> Directions
List every line in the entries below that contains the word "ceiling".

> Records to process
------------------------------------------------------------

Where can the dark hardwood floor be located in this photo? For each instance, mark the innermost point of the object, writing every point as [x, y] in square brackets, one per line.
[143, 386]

------------------------------------------------------------

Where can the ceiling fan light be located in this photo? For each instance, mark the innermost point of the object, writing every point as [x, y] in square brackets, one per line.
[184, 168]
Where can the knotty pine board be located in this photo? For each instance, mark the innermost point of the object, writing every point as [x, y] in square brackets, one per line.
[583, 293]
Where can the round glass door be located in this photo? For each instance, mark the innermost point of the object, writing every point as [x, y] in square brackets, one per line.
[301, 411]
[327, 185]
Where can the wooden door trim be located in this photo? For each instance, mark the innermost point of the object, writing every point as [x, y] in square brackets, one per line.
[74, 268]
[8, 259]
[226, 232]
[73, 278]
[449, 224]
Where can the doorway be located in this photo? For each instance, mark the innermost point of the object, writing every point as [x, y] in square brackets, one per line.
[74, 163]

------------------------------------------------------------

> The response
Where can the ceiling fan light be located in this photo? For each instance, mark the innermost point of the object, writing every point as [x, y] in square brackets, one per line.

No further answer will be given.